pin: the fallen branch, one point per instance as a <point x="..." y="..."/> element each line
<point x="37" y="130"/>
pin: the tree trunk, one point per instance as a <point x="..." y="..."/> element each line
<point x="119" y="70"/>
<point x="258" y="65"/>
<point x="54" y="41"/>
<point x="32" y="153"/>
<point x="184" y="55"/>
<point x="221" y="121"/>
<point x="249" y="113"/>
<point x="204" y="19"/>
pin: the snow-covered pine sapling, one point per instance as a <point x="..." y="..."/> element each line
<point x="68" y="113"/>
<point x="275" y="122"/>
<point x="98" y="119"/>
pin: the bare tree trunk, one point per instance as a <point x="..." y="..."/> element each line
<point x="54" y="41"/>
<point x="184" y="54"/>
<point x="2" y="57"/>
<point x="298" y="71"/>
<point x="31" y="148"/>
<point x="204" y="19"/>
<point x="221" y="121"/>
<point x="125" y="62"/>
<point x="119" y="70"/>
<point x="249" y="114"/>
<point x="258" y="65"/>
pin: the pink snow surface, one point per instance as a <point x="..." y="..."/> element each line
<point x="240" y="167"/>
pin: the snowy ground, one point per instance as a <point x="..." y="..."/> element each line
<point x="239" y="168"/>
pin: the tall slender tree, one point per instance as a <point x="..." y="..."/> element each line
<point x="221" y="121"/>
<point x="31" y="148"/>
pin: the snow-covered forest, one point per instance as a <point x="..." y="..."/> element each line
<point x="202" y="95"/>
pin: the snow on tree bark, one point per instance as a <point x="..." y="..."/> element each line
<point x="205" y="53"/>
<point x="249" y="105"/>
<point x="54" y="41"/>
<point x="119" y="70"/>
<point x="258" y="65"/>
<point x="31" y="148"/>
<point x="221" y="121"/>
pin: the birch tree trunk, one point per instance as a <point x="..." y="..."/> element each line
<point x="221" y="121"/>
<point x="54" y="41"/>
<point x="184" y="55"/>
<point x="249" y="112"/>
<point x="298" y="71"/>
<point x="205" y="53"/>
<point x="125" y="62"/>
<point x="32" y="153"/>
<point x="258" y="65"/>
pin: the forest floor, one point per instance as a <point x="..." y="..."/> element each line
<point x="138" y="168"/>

:::::

> Given exercise
Reproduce the lines from the one containing "pin: the tall" through the end of the records, inclusive, switching every "forest" to "woodland" and leaving everything else unchanged.

> Response to this exercise
pin: the tall slender tree, one point per instance as a <point x="..." y="..."/> element each line
<point x="221" y="121"/>
<point x="31" y="148"/>
pin: the snow-covered woodland, one point per instance as a <point x="..." y="..."/> element each line
<point x="202" y="95"/>
pin: the snow on tree bark, one point per instance as a <point x="..." y="..."/> element each line
<point x="205" y="53"/>
<point x="249" y="105"/>
<point x="54" y="41"/>
<point x="119" y="70"/>
<point x="258" y="65"/>
<point x="31" y="148"/>
<point x="221" y="121"/>
pin: the birch tree trunk, one point per instance as a <point x="..." y="..."/> element each line
<point x="221" y="121"/>
<point x="54" y="41"/>
<point x="184" y="55"/>
<point x="249" y="112"/>
<point x="298" y="71"/>
<point x="205" y="53"/>
<point x="125" y="62"/>
<point x="32" y="153"/>
<point x="258" y="65"/>
pin: the woodland floor, one point per instance as a <point x="..." y="..."/> element each line
<point x="138" y="168"/>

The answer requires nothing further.